Residents and relatives said the mob forced their way into the local grocery story owned by another family named Yu who supplied the area’s residents — both Uighurs and Hans — with cooking oil, flour and rice. Four in the family were killed, but it was unclear how they died. Some neighbors said they were beaten to death. Others said they were locked in the store and burned alive.

“I knew they set fire to the store when I heard the cooking gas canisters explode: ‘Bang, bang, bang!’” Cheng said.

It was 2 a.m. by the time the paramilitary police arrived, sirens blaring. The rioters fled, their footsteps pounding through the alleys, residents said. Sounds of sporadic gunfire followed, but no one in the neighborhood could say if any of the rioters had been shot.

Fire engines rolled in and put out the blaze at the grocery store, but even at dawn, most of the shop had crumbled and plumes of smoke were still rising from the debris. Dead chickens lay in coops, charred fish skeletons were scattered among piles of rice and flour.

Officials have said that 137 Han Chinese died in Urumqi, while the other victims included 46 Uighurs and one Hui.

Two days after the riot, there was a Han backlash, involving large groups of marauding men with clubs, meat cleavers and lead pipes who stormed into Uighur neighborhoods. It’s unclear how many Uighurs were injured or killed because the government and state-run media have downplayed the violence. Associated Press reporters were not allowed to interview the injured Uighurs in hospitals.

But Uighurs on the streets of Urumqi and from exile activist groups say they think many more of their own were killed.

“I’ve heard that more than 100 Uighurs have died, but nobody wants to talk about it in public,” said one Uighur man who did not want to give his name because the city remains tense and security forces are everywhere.

China has said its security forces exercised restraint in restoring stability but has not provided details nor explained why so many people died.

[Referring expression data]
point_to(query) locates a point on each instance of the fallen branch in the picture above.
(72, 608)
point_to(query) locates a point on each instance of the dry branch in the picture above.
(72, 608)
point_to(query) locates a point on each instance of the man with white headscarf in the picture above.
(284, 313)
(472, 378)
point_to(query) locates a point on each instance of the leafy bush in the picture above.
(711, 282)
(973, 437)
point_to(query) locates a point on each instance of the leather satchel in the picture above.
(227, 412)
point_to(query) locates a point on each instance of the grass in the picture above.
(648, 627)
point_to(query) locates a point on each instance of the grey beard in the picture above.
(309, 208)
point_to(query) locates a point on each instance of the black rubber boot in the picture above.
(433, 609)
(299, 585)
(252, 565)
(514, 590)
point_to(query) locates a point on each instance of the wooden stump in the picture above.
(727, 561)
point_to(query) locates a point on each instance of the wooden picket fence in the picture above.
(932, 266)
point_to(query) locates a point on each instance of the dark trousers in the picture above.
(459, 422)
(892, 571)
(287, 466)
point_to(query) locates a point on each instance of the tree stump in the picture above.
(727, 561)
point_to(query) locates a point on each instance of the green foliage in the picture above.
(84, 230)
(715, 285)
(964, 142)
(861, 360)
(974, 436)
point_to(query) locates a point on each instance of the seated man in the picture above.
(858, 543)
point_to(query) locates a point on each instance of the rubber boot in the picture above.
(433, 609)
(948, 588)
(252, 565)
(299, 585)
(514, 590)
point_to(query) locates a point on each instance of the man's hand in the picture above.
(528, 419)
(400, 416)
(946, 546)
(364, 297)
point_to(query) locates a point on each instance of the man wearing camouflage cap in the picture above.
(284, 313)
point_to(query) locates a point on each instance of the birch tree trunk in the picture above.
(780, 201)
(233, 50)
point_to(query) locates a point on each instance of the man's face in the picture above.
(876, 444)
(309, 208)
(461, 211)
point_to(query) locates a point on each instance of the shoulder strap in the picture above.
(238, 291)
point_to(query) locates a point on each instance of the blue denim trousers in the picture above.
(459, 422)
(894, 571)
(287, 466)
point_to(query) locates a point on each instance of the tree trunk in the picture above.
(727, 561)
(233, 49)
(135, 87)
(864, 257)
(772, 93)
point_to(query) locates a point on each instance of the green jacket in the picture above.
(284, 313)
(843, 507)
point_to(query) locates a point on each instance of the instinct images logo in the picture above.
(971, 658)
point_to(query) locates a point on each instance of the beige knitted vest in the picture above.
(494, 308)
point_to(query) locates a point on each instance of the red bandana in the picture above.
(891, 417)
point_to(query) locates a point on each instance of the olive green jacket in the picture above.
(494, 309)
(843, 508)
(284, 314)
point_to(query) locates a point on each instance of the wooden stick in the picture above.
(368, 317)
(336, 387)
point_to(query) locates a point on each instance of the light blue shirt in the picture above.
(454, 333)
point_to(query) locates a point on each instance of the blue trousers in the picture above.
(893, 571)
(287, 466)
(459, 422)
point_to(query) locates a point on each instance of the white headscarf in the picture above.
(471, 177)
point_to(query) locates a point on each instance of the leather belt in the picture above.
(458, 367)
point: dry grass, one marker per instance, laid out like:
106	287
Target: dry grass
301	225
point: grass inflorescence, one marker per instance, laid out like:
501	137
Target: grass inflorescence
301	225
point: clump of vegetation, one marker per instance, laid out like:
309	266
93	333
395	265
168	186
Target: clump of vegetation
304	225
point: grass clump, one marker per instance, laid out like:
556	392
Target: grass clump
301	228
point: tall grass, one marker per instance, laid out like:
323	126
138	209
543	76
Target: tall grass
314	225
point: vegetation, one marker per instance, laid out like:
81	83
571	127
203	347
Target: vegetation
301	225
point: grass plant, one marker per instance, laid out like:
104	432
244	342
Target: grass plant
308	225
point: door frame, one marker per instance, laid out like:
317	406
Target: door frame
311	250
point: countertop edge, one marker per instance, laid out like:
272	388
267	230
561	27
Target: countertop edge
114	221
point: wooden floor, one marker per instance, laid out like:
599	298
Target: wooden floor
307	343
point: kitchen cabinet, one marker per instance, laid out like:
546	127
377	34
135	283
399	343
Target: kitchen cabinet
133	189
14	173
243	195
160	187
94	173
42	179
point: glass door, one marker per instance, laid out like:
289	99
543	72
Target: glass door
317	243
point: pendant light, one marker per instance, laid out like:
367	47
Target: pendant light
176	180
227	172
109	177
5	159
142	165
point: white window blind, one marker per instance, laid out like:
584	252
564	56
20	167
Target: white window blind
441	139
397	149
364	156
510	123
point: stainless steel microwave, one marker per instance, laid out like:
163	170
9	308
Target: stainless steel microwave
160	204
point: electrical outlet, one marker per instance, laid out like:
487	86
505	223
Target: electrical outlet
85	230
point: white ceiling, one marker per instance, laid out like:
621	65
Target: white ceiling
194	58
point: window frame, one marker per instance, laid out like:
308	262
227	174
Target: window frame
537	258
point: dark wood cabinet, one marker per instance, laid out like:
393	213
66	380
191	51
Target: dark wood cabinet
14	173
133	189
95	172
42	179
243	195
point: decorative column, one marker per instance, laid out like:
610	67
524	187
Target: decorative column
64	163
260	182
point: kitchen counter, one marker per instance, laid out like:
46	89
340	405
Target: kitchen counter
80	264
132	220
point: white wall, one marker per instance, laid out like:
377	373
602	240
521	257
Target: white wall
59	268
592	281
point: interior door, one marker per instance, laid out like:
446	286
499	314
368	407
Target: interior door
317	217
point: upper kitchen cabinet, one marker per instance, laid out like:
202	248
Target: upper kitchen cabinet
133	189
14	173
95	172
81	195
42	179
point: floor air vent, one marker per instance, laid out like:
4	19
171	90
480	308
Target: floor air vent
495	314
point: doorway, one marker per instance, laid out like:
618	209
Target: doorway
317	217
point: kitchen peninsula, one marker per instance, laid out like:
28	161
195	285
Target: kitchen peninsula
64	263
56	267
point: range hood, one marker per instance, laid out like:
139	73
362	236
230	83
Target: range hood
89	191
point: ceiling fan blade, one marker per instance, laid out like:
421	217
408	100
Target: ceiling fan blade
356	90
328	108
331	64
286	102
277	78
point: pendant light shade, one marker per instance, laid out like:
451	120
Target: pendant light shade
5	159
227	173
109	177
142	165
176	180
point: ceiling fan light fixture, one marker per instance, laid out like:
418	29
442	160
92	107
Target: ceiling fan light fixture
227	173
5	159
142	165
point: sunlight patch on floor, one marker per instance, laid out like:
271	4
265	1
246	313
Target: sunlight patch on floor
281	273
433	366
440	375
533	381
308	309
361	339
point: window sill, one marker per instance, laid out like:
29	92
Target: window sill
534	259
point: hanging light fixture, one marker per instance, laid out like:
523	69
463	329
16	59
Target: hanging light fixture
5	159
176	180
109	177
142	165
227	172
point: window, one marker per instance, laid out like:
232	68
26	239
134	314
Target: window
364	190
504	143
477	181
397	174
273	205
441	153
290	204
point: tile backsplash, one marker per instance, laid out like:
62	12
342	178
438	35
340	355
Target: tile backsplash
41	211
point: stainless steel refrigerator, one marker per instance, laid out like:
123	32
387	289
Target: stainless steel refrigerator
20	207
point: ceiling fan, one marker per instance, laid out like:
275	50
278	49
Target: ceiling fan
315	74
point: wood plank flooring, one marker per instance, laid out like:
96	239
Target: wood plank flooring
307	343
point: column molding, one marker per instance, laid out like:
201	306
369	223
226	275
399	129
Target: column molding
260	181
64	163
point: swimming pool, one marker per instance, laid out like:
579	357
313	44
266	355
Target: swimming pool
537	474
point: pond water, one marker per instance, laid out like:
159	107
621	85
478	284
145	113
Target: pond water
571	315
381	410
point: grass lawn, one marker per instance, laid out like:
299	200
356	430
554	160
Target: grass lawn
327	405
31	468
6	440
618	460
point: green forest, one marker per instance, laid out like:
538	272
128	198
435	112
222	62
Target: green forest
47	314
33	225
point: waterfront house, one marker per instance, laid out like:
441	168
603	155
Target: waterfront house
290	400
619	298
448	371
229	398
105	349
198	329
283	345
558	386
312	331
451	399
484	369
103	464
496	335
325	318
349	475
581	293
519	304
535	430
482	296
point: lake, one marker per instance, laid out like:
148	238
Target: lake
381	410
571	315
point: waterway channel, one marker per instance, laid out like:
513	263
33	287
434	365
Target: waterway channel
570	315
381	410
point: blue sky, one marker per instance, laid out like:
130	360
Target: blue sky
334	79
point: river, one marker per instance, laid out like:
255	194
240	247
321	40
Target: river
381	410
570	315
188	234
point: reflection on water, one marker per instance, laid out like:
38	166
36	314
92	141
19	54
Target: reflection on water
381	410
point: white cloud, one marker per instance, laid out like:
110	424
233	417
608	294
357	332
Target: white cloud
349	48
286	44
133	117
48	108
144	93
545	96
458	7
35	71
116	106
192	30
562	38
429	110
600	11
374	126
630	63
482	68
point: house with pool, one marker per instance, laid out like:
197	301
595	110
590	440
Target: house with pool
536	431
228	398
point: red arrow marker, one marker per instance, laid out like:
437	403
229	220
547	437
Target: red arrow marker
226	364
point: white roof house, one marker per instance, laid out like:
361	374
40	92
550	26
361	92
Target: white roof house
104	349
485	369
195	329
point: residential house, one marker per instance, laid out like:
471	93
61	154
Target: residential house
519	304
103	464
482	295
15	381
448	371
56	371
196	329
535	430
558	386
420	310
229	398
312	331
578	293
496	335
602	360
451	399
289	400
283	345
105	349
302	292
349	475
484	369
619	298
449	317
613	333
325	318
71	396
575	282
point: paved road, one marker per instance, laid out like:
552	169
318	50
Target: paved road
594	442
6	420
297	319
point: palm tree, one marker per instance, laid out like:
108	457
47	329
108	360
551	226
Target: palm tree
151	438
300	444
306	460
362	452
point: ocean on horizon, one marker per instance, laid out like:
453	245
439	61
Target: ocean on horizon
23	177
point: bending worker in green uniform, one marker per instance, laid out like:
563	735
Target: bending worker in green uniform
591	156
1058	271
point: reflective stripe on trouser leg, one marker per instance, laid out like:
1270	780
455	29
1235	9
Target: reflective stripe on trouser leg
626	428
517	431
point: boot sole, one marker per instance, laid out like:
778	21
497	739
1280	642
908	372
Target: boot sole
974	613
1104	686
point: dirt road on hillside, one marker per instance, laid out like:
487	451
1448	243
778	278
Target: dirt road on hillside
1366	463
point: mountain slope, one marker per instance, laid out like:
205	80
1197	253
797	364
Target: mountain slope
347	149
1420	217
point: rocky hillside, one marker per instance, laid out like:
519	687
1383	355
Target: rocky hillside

§ WHAT THE TASK ASKS:
Copy the passage on the Urumqi riot word for word, from "Fire engines rolled" up to and including "own were killed.". None of the items are needed here.

§ RESPONSE:
Fire engines rolled in and put out the blaze at the grocery store, but even at dawn, most of the shop had crumbled and plumes of smoke were still rising from the debris. Dead chickens lay in coops, charred fish skeletons were scattered among piles of rice and flour.

Officials have said that 137 Han Chinese died in Urumqi, while the other victims included 46 Uighurs and one Hui.

Two days after the riot, there was a Han backlash, involving large groups of marauding men with clubs, meat cleavers and lead pipes who stormed into Uighur neighborhoods. It’s unclear how many Uighurs were injured or killed because the government and state-run media have downplayed the violence. Associated Press reporters were not allowed to interview the injured Uighurs in hospitals.

But Uighurs on the streets of Urumqi and from exile activist groups say they think many more of their own were killed.